▶ [Given instruction]:
Count the lines of the listing that contain the string "parked", treating uppercase and lowercase letters as distinct. State only the number.

## START Given entries

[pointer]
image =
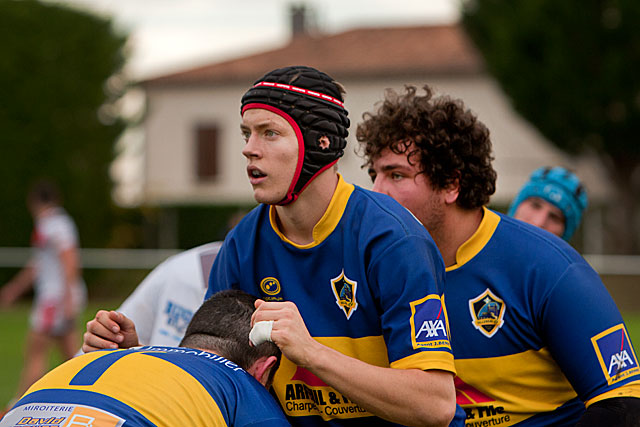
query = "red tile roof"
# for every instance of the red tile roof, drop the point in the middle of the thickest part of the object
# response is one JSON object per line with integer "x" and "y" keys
{"x": 365, "y": 52}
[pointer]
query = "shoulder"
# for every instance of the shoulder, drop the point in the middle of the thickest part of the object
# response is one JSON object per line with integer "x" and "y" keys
{"x": 383, "y": 213}
{"x": 534, "y": 245}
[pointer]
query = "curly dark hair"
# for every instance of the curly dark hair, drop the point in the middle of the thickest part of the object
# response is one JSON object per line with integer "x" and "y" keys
{"x": 447, "y": 139}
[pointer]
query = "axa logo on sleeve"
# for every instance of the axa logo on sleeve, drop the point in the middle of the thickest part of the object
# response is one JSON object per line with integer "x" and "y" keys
{"x": 615, "y": 353}
{"x": 429, "y": 323}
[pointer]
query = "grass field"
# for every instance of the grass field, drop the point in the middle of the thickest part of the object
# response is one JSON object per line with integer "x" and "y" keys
{"x": 14, "y": 323}
{"x": 14, "y": 327}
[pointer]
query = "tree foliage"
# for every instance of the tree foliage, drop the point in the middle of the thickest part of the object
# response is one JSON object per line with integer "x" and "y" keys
{"x": 570, "y": 67}
{"x": 59, "y": 73}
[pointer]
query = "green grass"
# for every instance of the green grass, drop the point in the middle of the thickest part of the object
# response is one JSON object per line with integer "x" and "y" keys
{"x": 13, "y": 331}
{"x": 14, "y": 323}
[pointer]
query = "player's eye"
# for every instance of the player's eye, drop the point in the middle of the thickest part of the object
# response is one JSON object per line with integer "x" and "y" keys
{"x": 372, "y": 175}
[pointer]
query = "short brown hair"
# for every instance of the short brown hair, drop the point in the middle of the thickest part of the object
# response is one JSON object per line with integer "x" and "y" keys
{"x": 447, "y": 139}
{"x": 222, "y": 324}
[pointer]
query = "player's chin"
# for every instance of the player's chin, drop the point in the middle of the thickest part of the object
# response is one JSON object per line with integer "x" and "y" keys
{"x": 266, "y": 197}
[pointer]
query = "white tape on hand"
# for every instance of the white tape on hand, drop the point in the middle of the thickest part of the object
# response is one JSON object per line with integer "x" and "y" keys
{"x": 261, "y": 332}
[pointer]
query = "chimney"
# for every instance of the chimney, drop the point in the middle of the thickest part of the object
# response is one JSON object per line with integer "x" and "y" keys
{"x": 299, "y": 23}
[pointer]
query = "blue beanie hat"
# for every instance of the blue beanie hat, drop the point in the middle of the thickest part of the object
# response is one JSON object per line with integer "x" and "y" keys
{"x": 559, "y": 187}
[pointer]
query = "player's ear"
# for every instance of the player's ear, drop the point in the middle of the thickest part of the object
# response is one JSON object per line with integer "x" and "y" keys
{"x": 451, "y": 192}
{"x": 261, "y": 368}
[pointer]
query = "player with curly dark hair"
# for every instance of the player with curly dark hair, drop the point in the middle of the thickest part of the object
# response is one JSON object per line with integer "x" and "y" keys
{"x": 448, "y": 142}
{"x": 535, "y": 335}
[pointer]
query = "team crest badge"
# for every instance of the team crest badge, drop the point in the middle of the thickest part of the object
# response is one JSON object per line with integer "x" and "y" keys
{"x": 271, "y": 288}
{"x": 487, "y": 312}
{"x": 615, "y": 353}
{"x": 344, "y": 290}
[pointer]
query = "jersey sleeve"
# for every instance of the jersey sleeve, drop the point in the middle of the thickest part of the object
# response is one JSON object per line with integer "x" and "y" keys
{"x": 224, "y": 272}
{"x": 410, "y": 281}
{"x": 587, "y": 336}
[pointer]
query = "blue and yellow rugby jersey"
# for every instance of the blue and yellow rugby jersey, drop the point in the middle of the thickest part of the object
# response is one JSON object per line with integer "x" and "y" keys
{"x": 369, "y": 286}
{"x": 534, "y": 331}
{"x": 147, "y": 386}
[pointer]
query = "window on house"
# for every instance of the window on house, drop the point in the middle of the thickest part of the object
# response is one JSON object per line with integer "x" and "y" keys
{"x": 206, "y": 152}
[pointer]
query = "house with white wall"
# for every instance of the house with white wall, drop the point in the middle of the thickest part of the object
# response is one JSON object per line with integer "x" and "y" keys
{"x": 192, "y": 137}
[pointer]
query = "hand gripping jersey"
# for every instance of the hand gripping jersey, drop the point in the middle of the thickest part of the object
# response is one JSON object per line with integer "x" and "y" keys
{"x": 534, "y": 331}
{"x": 53, "y": 232}
{"x": 146, "y": 386}
{"x": 162, "y": 305}
{"x": 368, "y": 286}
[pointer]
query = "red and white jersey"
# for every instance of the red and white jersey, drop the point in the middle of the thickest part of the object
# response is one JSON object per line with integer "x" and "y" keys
{"x": 54, "y": 232}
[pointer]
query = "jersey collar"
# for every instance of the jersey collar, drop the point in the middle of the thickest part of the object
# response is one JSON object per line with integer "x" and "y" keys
{"x": 478, "y": 240}
{"x": 329, "y": 220}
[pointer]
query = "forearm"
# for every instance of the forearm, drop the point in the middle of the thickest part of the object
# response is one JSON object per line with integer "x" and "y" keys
{"x": 69, "y": 262}
{"x": 409, "y": 397}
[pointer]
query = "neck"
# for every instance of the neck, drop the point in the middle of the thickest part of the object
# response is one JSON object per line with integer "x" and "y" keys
{"x": 297, "y": 220}
{"x": 458, "y": 226}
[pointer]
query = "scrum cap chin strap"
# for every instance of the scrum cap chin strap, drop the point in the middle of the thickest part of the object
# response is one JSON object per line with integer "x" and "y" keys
{"x": 312, "y": 104}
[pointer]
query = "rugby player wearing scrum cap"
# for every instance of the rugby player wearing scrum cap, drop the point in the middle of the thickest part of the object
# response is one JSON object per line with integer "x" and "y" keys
{"x": 350, "y": 279}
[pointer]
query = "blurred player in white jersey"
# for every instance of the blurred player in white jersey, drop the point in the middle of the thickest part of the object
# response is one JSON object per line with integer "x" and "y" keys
{"x": 54, "y": 272}
{"x": 164, "y": 302}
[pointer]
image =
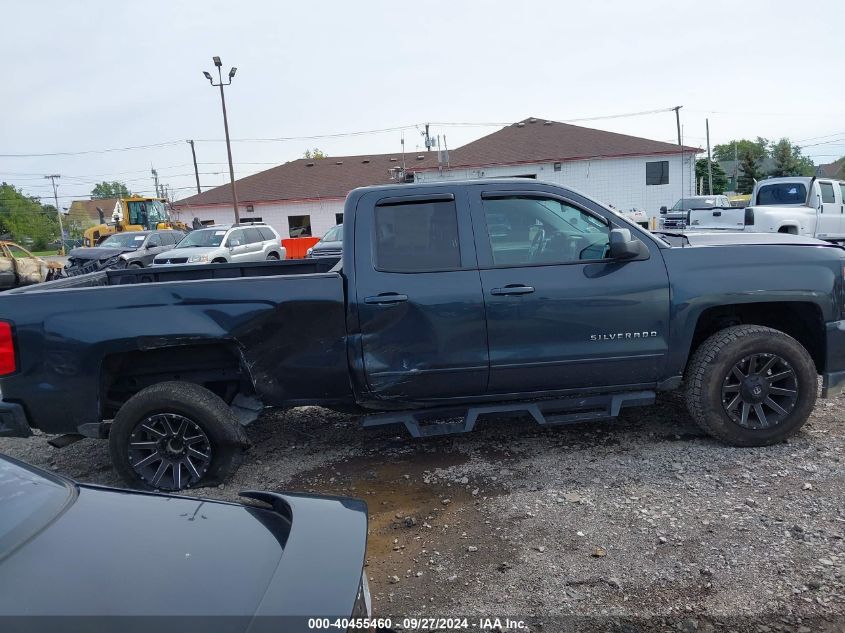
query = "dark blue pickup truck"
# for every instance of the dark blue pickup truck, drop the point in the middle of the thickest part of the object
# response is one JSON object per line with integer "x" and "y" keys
{"x": 451, "y": 301}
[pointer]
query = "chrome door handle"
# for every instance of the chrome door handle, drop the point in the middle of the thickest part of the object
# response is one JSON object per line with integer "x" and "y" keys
{"x": 387, "y": 298}
{"x": 514, "y": 289}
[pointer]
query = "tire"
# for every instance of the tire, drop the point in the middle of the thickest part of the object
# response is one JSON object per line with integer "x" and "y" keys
{"x": 146, "y": 439}
{"x": 772, "y": 364}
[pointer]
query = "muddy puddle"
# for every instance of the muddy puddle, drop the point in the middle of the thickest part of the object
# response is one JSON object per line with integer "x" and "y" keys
{"x": 421, "y": 508}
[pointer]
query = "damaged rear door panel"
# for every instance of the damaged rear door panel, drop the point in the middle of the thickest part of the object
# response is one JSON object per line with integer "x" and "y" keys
{"x": 420, "y": 307}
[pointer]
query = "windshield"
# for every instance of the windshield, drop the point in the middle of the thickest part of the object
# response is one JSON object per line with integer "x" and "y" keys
{"x": 335, "y": 234}
{"x": 782, "y": 193}
{"x": 695, "y": 203}
{"x": 29, "y": 500}
{"x": 203, "y": 237}
{"x": 124, "y": 240}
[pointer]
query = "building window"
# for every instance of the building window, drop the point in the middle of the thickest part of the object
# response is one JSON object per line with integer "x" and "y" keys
{"x": 299, "y": 225}
{"x": 417, "y": 237}
{"x": 657, "y": 173}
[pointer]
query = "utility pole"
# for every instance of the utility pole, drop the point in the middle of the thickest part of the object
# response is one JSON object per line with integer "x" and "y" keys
{"x": 196, "y": 170}
{"x": 427, "y": 139}
{"x": 677, "y": 110}
{"x": 219, "y": 65}
{"x": 155, "y": 179}
{"x": 709, "y": 161}
{"x": 52, "y": 179}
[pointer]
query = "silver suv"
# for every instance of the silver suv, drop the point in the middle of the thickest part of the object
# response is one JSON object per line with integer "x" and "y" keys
{"x": 227, "y": 243}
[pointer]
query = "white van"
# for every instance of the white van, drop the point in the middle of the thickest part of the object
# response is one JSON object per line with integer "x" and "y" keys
{"x": 814, "y": 207}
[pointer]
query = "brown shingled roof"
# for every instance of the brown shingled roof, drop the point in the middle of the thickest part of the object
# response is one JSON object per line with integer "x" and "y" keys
{"x": 310, "y": 178}
{"x": 531, "y": 140}
{"x": 540, "y": 140}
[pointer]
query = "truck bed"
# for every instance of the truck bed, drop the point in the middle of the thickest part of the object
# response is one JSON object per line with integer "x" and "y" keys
{"x": 186, "y": 273}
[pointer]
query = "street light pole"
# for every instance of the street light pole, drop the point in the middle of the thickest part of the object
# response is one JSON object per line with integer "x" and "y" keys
{"x": 219, "y": 65}
{"x": 52, "y": 178}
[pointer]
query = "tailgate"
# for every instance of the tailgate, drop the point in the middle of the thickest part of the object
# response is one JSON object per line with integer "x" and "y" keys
{"x": 719, "y": 219}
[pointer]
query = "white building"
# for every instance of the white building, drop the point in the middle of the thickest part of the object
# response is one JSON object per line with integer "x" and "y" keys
{"x": 617, "y": 169}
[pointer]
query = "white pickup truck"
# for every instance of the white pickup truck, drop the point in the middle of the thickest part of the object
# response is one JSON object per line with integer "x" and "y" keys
{"x": 814, "y": 207}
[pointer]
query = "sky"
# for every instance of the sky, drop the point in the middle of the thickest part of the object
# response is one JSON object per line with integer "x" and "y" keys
{"x": 88, "y": 76}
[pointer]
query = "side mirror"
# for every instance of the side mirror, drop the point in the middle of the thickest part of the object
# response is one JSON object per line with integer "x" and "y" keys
{"x": 623, "y": 246}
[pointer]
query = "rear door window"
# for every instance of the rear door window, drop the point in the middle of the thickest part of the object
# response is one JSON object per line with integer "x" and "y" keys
{"x": 827, "y": 192}
{"x": 253, "y": 235}
{"x": 236, "y": 236}
{"x": 266, "y": 233}
{"x": 782, "y": 193}
{"x": 417, "y": 236}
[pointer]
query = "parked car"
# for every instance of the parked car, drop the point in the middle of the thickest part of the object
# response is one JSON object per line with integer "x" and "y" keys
{"x": 291, "y": 558}
{"x": 331, "y": 244}
{"x": 563, "y": 310}
{"x": 814, "y": 207}
{"x": 130, "y": 249}
{"x": 19, "y": 267}
{"x": 677, "y": 217}
{"x": 229, "y": 243}
{"x": 637, "y": 216}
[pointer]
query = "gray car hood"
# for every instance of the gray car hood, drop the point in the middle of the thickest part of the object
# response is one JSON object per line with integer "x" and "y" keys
{"x": 739, "y": 238}
{"x": 98, "y": 252}
{"x": 191, "y": 251}
{"x": 124, "y": 553}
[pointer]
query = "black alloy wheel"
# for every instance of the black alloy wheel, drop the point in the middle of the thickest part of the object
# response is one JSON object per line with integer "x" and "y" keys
{"x": 169, "y": 451}
{"x": 760, "y": 391}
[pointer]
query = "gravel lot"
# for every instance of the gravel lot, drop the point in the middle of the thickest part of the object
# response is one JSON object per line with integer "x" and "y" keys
{"x": 643, "y": 517}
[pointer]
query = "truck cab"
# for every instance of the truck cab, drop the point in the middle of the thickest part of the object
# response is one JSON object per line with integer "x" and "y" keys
{"x": 809, "y": 206}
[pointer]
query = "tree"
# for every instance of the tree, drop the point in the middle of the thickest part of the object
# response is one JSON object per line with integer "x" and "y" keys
{"x": 720, "y": 178}
{"x": 749, "y": 171}
{"x": 738, "y": 148}
{"x": 789, "y": 161}
{"x": 112, "y": 189}
{"x": 26, "y": 219}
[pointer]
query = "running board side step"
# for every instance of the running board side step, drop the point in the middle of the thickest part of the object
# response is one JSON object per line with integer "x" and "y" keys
{"x": 545, "y": 413}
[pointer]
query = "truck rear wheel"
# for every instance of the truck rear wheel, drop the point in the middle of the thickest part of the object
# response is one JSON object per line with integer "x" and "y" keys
{"x": 750, "y": 385}
{"x": 175, "y": 435}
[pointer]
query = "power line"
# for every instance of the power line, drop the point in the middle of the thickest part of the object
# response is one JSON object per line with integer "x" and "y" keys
{"x": 396, "y": 128}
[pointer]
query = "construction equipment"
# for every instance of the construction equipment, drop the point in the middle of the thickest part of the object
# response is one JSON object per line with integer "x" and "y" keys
{"x": 133, "y": 214}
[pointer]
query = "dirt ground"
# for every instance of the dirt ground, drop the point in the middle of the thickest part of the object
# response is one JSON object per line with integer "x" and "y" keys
{"x": 643, "y": 517}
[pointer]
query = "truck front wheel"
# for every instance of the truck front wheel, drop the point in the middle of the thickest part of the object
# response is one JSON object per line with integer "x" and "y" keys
{"x": 750, "y": 385}
{"x": 175, "y": 435}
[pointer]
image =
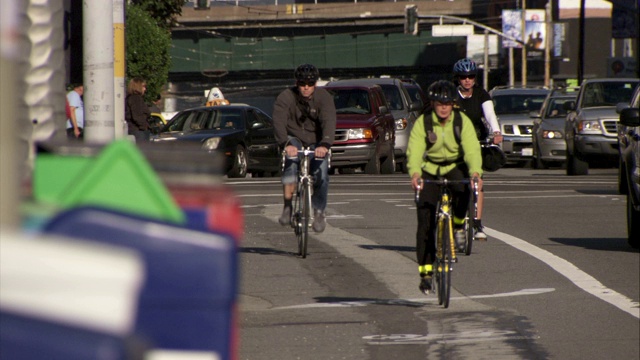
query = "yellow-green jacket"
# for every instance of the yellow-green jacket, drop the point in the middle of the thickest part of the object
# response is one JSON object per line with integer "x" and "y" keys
{"x": 445, "y": 149}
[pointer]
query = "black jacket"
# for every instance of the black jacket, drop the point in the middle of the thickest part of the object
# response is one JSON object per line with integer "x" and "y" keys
{"x": 136, "y": 113}
{"x": 313, "y": 121}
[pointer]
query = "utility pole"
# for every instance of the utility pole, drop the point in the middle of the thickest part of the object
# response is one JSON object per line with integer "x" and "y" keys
{"x": 547, "y": 45}
{"x": 118, "y": 69}
{"x": 98, "y": 71}
{"x": 524, "y": 47}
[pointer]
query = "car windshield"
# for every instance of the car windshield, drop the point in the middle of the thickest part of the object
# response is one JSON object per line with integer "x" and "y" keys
{"x": 394, "y": 99}
{"x": 207, "y": 119}
{"x": 414, "y": 92}
{"x": 351, "y": 101}
{"x": 518, "y": 103}
{"x": 607, "y": 93}
{"x": 556, "y": 107}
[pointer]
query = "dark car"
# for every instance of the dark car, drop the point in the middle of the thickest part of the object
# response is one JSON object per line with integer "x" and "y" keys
{"x": 549, "y": 146}
{"x": 243, "y": 133}
{"x": 513, "y": 106}
{"x": 629, "y": 169}
{"x": 365, "y": 129}
{"x": 404, "y": 110}
{"x": 591, "y": 126}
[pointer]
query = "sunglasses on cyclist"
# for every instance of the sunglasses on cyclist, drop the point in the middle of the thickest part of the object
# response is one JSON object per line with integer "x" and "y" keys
{"x": 306, "y": 83}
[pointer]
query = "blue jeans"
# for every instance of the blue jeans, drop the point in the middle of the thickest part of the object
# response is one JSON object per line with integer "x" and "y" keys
{"x": 320, "y": 171}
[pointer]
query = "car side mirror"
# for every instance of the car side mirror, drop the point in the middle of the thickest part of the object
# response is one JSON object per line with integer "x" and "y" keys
{"x": 630, "y": 117}
{"x": 621, "y": 106}
{"x": 416, "y": 106}
{"x": 569, "y": 106}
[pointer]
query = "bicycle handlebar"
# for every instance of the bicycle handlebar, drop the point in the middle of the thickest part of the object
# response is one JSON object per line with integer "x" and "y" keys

## END Given entries

▶ [The response]:
2